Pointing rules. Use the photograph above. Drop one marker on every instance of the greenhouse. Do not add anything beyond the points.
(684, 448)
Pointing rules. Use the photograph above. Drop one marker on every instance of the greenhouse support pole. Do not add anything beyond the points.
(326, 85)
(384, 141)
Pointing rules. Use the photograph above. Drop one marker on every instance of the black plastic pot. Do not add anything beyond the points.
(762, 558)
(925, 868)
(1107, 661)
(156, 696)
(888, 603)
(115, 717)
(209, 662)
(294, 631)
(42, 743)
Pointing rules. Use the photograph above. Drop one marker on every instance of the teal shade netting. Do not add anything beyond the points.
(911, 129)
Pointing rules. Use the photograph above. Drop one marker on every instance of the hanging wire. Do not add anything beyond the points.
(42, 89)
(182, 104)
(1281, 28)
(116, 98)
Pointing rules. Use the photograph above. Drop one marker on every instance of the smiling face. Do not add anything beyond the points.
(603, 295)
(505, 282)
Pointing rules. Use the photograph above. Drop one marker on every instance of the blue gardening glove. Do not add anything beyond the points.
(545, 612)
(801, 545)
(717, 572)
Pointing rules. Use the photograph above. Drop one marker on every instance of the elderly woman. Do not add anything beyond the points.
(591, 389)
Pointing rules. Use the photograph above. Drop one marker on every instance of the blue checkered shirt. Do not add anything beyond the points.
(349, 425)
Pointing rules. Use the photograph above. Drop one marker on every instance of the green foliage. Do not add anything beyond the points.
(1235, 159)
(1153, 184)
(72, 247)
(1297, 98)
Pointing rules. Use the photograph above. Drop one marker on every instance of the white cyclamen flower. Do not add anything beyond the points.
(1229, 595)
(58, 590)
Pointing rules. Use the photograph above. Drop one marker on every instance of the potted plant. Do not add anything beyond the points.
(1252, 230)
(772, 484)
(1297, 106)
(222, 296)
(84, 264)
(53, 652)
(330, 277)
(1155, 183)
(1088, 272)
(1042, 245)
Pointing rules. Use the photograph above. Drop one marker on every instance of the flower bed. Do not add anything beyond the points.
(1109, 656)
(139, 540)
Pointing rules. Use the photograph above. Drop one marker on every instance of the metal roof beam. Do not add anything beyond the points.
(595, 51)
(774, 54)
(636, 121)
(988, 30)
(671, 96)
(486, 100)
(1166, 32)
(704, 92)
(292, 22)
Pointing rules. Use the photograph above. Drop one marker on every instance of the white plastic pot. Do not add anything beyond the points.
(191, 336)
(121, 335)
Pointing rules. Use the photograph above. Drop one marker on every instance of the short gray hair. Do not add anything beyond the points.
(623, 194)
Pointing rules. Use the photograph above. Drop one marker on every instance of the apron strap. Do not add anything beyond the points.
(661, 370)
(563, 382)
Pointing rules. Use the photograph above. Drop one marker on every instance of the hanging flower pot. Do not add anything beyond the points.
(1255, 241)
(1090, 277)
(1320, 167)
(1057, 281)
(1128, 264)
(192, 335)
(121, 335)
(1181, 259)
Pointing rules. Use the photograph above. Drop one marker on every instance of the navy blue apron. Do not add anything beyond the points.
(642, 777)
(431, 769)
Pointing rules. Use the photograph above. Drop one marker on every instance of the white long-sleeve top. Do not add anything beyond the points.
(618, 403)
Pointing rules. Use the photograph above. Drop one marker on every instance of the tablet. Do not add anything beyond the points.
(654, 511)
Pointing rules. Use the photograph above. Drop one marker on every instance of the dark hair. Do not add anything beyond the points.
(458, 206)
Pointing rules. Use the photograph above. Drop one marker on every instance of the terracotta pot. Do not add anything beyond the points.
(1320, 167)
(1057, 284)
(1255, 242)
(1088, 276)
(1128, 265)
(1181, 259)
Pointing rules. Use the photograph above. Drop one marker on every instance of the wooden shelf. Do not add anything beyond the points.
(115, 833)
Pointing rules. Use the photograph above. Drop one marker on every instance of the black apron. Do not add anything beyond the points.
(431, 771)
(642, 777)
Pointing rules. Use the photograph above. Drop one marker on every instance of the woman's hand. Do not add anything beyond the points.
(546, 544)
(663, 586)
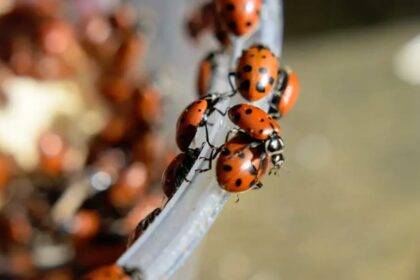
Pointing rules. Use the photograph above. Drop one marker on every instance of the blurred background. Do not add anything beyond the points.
(347, 203)
(82, 141)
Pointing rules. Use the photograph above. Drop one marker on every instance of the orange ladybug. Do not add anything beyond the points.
(256, 72)
(240, 17)
(205, 75)
(240, 166)
(285, 98)
(142, 226)
(262, 128)
(177, 171)
(109, 272)
(194, 116)
(149, 105)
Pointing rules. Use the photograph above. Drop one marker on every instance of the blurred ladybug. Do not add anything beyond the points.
(241, 17)
(206, 71)
(262, 128)
(142, 226)
(177, 171)
(256, 73)
(200, 20)
(110, 272)
(132, 184)
(285, 97)
(194, 116)
(148, 105)
(52, 153)
(241, 165)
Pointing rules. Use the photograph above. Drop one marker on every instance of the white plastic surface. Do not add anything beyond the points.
(177, 231)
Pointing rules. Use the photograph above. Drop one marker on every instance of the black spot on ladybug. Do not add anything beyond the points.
(248, 68)
(230, 7)
(260, 87)
(262, 70)
(245, 85)
(227, 168)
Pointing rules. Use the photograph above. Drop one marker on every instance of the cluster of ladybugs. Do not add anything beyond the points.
(245, 157)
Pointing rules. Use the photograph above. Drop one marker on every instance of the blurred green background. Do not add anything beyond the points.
(347, 203)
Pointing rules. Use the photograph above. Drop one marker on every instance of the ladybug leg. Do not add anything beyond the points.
(234, 90)
(282, 80)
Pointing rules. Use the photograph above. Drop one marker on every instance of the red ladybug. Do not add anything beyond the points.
(285, 98)
(262, 128)
(205, 75)
(240, 166)
(109, 272)
(239, 16)
(142, 226)
(193, 117)
(256, 72)
(177, 171)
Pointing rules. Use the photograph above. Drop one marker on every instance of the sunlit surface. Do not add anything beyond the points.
(347, 203)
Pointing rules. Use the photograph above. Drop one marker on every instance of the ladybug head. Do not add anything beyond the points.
(274, 145)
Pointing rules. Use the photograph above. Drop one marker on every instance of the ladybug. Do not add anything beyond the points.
(177, 171)
(111, 272)
(239, 16)
(142, 226)
(200, 20)
(205, 75)
(256, 73)
(262, 128)
(194, 116)
(287, 94)
(240, 166)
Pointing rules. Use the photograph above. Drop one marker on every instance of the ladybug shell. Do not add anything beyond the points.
(110, 272)
(290, 94)
(238, 167)
(149, 105)
(205, 74)
(254, 121)
(239, 16)
(142, 226)
(256, 72)
(188, 123)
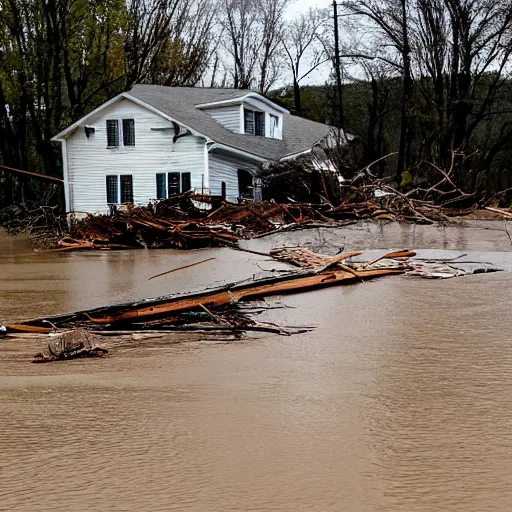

-- Assigned task --
In your copy of the listing above, every line must match exactly and no picture may appear.

-- Written reply --
Pointing rules. Use the photograph above. Drop one marker on every instance of the greenhouse. Do not add anything beyond the points.
(684, 448)
Pointing rules. Use the photograph above. Drop one marker on every instance of the greenhouse support pole. Do not add anything beyond the points.
(326, 85)
(384, 141)
Pointing rules. Use the photograph above. Drop one marker on every instance of the black plastic pot. Do not add anything beyond the points.
(762, 558)
(925, 868)
(1107, 661)
(156, 696)
(888, 603)
(115, 717)
(209, 662)
(294, 631)
(42, 743)
Pointing rules. Use the photograph above. Drop one marker on every instance of the teal shade netting. Do not add anything beyond the points.
(911, 129)
Pointing rules. Use the photograph above. Drop one marker on every instance of the hanging wire. Do not add anything beyond the points.
(42, 89)
(182, 104)
(1281, 28)
(116, 98)
Pointing rules. Use the photograph above. Drop one marker on every instance of the smiling face. Do not add anything beyond the points.
(603, 295)
(505, 282)
Pointing rules. Use the photograph above. Drop one marker on every instance of the blue gardening glove. Do not add anything beyond the points.
(545, 612)
(801, 545)
(717, 572)
Pointing rules. Use the photograph above. Drop one marker on every instance of the elderly woman. Do not add anything beyond the points.
(591, 389)
Pointing rules. Use the photograph above. Drop one marker on every instance of the blue checkered shirt. Do not add anything beyond the points.
(349, 425)
Pointing rules. Use the photograph above. Drop one marker on every instance of the green foliage. Do not add anything beyond the points.
(1235, 159)
(1153, 184)
(72, 247)
(1297, 98)
Pointing rules. Use the photograph above. Drop one marker on every instance of the white cyclamen flower. Do not add anything beyond the points.
(1229, 595)
(58, 590)
Pointing rules. Use the photograph above. Drop one marker on every instance of the potted plant. Do not add anything beyond the points.
(1252, 230)
(772, 484)
(1297, 106)
(222, 296)
(84, 264)
(53, 652)
(330, 277)
(1155, 183)
(1088, 272)
(1042, 245)
Pointing rules. Use the photograph above. Drop one marker on every instance of the flower bed. Do not add anything beyond the points.
(1109, 656)
(139, 540)
Pointing rules. Use the photograph above. Drop one marker on every instance of the metal roof beam. Do not add anything beyond the points.
(595, 51)
(774, 54)
(636, 121)
(988, 30)
(671, 96)
(486, 100)
(1166, 32)
(704, 92)
(292, 22)
Pointing rules. Use the photograph above. Drop one marker on every instance of the white plastic pot. Do not add anything beyond the points.
(191, 336)
(121, 335)
Pointing rules. Use the photograph above. Drop one marker on every instance of the short gray hair. Do not add anything beyond the points.
(623, 194)
Pointing rules. Use the photograph above. Drop one marker on every instance of the apron strap. Do not add anything beyond the points.
(661, 370)
(563, 382)
Pointing rules. Use the photograph above. Drop one marker on every instance of the hanging flower pot. Do not add anything beyond the points.
(1255, 241)
(1090, 277)
(1320, 167)
(1057, 281)
(1128, 264)
(192, 335)
(121, 335)
(1181, 259)
Pointing rules. Use the photograph above. Drop one marker on every instance of the navy blue apron. Do not add anything beyond the points.
(642, 777)
(431, 769)
Pointing rules. Use the photograph above. Drop one marker on every instance of the white long-sleeve top. Do not add anything beyond the points.
(618, 403)
Pointing rules. Use the photograph above. Drop one marker on every instance of the tablet. Do not add anything beyond the points.
(654, 511)
Pointing rules. Use the photograph above. Drop one marker on every instance of the dark hair. Do not add anything beyond the points.
(458, 206)
Pointing rules. Use the photograph above. Drop one marker on every instance of the terracotta pot. Do not add anything beyond the points.
(1320, 167)
(1057, 284)
(1255, 242)
(1088, 276)
(1128, 265)
(1181, 259)
Pointing rules. Use the photograph above. Drop one marker on every instance of the wooden shelf. Do not add anything beyond the points.
(115, 833)
Pointing rules. Use the photograph above. Drop one marker on every instance of the black apron. Do not add anything beyond the points.
(431, 771)
(642, 777)
Pointing rules. Use the photograph above. Drop one marker on every instance of the woman's hand. Do not add anything beyond the points.
(546, 544)
(663, 586)
Pointing rules. Use the photograph above. Drop one marker on every instance of the blurred background. Do not add anything beyond the points.
(347, 203)
(82, 141)
Pointing rules. Use the photograph above. Drop one marker on every instance of the orange ladybug. Do not add anything beyond the points.
(256, 72)
(240, 17)
(205, 75)
(240, 166)
(285, 98)
(142, 226)
(262, 128)
(177, 171)
(109, 272)
(194, 116)
(149, 105)
Pointing rules. Use the photograph above. Drop one marker on every instance of the blurred ladybug. Do not add anything beyond the points.
(241, 17)
(206, 71)
(262, 128)
(142, 226)
(177, 171)
(256, 73)
(200, 20)
(110, 272)
(132, 184)
(285, 97)
(194, 116)
(148, 105)
(52, 153)
(241, 165)
Pointing rules. Use the photograph above. Drop one marker on every instance of the white plastic surface. Do not add anything beyond the points.
(177, 231)
Pointing rules. Use the photograph above. Drop one marker on every instance of the black spot on ladybug. Do not add anything beyond the points.
(248, 68)
(230, 7)
(260, 87)
(262, 70)
(245, 85)
(227, 168)
Pointing rules. Use the photograph above. Drop one marker on every instance of the cluster of ladybugs. Do not add anything beyond the points.
(245, 157)
Pointing rules. Use the photograph above. Drop one marker on every instance of the blurred green background. Do not add anything beyond the points.
(347, 203)
Pointing rules. Use the photograph above. Drop one marker on every instance of the ladybug leg. Do not add anything beyond the points.
(234, 90)
(282, 80)
Pointing rules. Use the photograph above. Drop one marker on every instance of the red ladybug. Do not add anything beyond the points.
(285, 98)
(262, 128)
(205, 75)
(240, 166)
(109, 272)
(239, 16)
(142, 226)
(193, 117)
(256, 72)
(177, 171)
Pointing rules. Use the photograph above. Drop one marker on every instance of the sunlit surface. Do not add anything beyond the points.
(347, 203)
Pointing rules. Use the photograph above. Drop one marker on every instance of the ladybug head. Do not add anything beyond the points.
(274, 145)
Pointing rules. Use the photograph above. Drop one marker on every instance of the ladybug. Do not add anything beyond the points.
(177, 171)
(111, 272)
(239, 16)
(142, 226)
(200, 20)
(205, 75)
(256, 73)
(262, 128)
(194, 116)
(287, 94)
(240, 166)
Pointing rules. Use the photograph above. Drop one marker on every instance of the ladybug shell. Do not add anything beyond the points.
(110, 272)
(290, 94)
(238, 167)
(149, 105)
(205, 74)
(254, 121)
(239, 16)
(142, 226)
(256, 72)
(188, 123)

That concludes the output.